Image-backed grounding data:
____

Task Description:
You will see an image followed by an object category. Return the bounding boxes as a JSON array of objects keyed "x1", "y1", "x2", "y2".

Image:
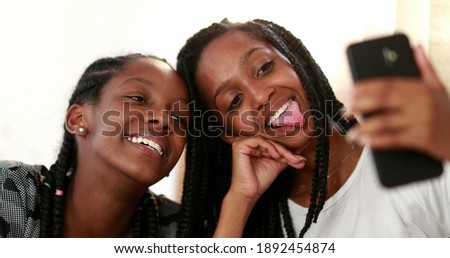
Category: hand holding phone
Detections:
[{"x1": 346, "y1": 34, "x2": 443, "y2": 187}]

____

Exercise: Please retype the data exactly. The pictures do not go in.

Exercise output:
Task Description:
You will see an image followed by an object category. Return the bounding boxes as a JSON array of objects keyed "x1", "y1", "x2", "y2".

Image:
Category: hand holding phone
Detections:
[{"x1": 346, "y1": 34, "x2": 443, "y2": 187}]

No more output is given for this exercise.